# Dati registrati:
▬▬▬▬▬▬▬▬▬▬
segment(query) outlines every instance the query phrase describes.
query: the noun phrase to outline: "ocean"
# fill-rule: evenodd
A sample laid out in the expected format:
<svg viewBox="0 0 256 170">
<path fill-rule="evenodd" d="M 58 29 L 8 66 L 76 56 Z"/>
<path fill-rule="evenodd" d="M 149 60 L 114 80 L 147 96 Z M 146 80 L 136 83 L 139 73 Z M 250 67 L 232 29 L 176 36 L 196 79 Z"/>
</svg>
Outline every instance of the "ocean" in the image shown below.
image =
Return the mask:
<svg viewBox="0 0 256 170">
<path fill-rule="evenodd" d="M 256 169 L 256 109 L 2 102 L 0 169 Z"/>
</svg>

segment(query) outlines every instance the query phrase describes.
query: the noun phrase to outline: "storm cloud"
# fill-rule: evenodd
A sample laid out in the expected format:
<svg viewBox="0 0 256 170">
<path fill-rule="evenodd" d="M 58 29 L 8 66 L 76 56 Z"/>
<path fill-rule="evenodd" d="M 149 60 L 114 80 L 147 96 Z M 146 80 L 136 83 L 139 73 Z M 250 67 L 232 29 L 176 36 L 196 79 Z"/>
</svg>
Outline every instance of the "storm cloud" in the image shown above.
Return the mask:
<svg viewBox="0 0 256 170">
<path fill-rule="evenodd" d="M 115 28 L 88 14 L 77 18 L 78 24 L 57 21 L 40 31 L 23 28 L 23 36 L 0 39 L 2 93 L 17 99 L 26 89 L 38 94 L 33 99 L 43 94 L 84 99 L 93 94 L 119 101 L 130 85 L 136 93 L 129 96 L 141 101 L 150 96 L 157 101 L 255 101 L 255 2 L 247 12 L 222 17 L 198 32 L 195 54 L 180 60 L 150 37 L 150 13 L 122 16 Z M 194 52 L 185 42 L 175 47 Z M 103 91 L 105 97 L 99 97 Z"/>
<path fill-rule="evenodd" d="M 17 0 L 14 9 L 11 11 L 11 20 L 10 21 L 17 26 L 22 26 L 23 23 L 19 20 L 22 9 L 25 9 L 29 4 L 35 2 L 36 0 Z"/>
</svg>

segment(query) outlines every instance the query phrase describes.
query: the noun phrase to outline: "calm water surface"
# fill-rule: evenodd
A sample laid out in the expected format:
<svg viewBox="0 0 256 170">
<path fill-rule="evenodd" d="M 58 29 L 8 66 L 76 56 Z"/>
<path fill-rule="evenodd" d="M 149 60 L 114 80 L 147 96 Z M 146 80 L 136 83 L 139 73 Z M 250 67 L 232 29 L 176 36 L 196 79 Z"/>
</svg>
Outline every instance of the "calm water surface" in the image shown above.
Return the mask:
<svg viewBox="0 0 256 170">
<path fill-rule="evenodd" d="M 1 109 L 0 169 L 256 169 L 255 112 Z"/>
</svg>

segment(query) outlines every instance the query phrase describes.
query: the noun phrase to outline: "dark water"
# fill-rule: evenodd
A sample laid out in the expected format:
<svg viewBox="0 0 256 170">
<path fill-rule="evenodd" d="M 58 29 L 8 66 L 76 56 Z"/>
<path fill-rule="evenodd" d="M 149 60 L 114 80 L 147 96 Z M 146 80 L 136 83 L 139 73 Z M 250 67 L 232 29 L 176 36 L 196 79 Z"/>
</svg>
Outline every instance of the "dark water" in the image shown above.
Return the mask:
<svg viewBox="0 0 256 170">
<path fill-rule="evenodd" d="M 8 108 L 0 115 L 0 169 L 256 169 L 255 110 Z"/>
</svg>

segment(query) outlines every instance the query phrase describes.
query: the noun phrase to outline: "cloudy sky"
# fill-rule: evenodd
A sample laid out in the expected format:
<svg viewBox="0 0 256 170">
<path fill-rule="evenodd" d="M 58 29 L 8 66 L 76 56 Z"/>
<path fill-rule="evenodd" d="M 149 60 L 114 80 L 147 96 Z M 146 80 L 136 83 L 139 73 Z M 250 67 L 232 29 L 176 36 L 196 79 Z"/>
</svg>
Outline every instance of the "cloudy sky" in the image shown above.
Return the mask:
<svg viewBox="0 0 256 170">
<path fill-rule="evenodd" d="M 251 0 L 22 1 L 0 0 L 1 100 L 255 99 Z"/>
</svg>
▬▬▬▬▬▬▬▬▬▬
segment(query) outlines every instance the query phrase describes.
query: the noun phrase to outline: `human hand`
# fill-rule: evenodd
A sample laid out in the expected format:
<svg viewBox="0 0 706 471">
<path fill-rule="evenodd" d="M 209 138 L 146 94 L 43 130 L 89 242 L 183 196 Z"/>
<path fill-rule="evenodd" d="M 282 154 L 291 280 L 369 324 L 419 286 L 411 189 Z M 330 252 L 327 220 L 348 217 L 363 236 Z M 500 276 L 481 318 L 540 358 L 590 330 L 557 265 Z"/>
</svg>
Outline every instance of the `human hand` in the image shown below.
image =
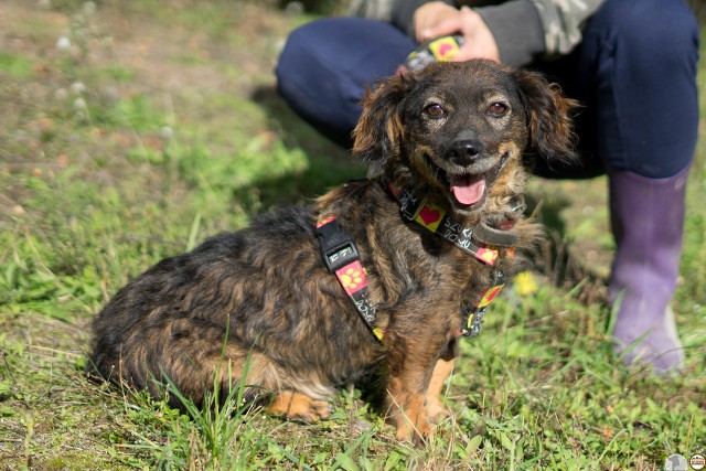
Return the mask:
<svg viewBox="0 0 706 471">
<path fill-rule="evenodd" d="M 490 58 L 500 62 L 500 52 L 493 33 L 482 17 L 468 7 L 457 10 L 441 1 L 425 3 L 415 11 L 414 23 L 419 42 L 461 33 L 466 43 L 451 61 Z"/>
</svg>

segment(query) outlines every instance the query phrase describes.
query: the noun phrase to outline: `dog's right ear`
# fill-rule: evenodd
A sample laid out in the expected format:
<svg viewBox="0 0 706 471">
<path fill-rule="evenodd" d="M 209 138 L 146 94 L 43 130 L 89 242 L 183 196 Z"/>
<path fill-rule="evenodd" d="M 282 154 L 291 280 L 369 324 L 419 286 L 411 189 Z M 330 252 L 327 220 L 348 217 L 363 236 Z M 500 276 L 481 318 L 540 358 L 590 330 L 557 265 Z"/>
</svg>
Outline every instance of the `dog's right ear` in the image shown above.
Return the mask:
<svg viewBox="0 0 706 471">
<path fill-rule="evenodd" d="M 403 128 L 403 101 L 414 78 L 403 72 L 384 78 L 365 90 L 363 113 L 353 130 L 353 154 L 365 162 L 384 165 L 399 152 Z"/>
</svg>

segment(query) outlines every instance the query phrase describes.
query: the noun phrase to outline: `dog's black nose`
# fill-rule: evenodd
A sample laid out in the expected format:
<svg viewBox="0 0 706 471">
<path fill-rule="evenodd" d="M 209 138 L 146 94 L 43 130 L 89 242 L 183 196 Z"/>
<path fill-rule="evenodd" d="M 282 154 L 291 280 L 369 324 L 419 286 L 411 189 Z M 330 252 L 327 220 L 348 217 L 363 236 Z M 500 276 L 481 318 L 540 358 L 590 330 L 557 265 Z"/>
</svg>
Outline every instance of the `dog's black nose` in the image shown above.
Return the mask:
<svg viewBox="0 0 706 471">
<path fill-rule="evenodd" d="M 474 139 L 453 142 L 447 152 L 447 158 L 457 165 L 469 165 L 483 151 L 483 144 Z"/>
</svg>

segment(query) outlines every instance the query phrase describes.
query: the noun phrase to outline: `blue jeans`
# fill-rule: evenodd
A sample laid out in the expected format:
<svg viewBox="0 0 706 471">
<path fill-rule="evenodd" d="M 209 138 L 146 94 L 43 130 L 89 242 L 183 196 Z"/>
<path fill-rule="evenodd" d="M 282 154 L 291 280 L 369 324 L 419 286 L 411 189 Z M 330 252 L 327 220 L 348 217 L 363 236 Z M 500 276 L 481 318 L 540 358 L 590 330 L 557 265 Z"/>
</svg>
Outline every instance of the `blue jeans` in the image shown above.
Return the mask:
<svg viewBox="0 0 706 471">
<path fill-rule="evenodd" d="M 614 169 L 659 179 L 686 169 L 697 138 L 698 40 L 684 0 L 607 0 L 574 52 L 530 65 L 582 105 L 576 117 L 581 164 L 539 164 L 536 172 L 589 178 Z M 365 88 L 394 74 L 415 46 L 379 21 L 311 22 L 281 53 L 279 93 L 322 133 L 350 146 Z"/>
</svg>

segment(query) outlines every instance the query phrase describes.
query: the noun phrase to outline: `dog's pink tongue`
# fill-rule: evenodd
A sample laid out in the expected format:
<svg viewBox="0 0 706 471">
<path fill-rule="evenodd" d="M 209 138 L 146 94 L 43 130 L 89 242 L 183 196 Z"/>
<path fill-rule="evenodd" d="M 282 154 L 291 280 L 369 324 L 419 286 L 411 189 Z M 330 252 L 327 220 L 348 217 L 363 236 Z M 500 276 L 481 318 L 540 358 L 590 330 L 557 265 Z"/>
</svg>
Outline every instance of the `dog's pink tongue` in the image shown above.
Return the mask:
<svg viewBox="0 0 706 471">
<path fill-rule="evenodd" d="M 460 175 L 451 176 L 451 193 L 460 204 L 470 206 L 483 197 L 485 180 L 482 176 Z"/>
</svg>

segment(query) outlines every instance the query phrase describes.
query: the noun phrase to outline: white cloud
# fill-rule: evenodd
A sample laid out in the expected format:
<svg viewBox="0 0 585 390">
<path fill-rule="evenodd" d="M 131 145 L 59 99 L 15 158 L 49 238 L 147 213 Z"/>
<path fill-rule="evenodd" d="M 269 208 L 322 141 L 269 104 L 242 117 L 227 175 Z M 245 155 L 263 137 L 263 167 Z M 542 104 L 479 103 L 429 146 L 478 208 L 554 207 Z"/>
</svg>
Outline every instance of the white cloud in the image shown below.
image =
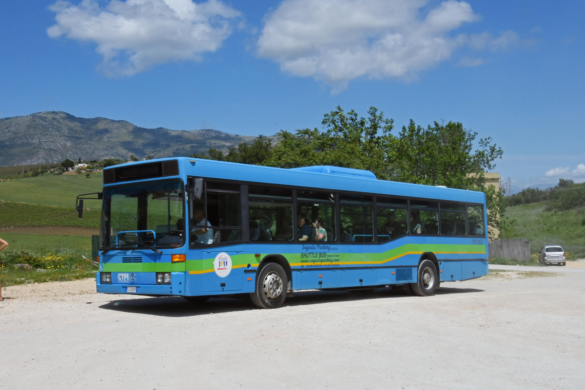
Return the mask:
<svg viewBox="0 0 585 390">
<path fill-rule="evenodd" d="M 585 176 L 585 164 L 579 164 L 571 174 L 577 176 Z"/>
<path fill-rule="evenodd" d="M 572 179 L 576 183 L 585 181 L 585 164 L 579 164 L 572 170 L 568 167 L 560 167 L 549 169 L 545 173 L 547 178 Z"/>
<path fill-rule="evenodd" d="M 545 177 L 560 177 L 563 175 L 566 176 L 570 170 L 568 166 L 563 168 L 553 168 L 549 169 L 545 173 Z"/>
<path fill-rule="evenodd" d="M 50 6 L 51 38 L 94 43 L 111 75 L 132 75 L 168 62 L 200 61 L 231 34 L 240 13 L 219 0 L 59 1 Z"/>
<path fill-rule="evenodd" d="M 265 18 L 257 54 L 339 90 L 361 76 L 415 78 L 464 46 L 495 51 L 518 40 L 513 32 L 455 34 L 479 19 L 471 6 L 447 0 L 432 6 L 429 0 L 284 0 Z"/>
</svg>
▬▬▬▬▬▬▬▬▬▬
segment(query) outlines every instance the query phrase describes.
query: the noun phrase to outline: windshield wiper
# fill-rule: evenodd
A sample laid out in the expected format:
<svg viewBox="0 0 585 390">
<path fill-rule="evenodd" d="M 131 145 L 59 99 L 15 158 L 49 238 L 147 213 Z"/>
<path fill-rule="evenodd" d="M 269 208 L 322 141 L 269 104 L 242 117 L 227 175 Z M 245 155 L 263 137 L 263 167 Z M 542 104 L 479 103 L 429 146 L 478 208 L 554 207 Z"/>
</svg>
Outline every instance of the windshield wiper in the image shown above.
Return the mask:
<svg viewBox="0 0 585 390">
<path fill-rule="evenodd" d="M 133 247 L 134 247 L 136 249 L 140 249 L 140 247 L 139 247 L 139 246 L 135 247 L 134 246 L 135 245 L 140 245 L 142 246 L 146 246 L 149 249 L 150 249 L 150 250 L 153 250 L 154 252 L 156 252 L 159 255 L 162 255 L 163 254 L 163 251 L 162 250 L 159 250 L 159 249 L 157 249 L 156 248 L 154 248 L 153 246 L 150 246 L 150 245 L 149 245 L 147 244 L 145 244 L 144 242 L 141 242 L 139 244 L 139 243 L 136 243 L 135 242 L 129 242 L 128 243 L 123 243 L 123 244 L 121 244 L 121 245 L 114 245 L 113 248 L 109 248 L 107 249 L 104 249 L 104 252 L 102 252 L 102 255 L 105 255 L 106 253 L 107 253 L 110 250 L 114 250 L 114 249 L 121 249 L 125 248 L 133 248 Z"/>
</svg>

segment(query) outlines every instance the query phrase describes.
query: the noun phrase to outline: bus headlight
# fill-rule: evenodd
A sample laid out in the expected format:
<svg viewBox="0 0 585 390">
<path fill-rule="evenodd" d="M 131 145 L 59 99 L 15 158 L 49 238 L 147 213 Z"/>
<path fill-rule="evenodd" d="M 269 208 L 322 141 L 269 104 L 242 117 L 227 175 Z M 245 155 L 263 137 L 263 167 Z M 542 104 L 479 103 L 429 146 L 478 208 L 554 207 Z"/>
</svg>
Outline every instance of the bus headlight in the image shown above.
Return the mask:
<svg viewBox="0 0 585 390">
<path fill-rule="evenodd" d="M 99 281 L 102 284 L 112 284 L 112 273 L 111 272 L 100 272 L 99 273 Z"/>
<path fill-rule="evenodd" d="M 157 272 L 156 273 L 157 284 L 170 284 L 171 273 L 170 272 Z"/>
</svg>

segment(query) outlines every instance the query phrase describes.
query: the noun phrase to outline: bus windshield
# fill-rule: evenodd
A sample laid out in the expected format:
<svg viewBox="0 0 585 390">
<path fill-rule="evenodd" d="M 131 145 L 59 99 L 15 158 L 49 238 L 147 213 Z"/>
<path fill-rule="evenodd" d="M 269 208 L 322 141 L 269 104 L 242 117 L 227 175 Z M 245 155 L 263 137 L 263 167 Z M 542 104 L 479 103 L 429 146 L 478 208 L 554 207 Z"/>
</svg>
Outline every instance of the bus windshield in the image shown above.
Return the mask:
▬▬▬▬▬▬▬▬▬▬
# Da fare:
Individua nei dati riportati sopra tutte le righe in cui compare la stringa "jeans" e trascrivile.

# Risultato atteso:
query: the noun phrase to outline: `blue jeans`
Outline every instance of the `blue jeans` in the image shown above.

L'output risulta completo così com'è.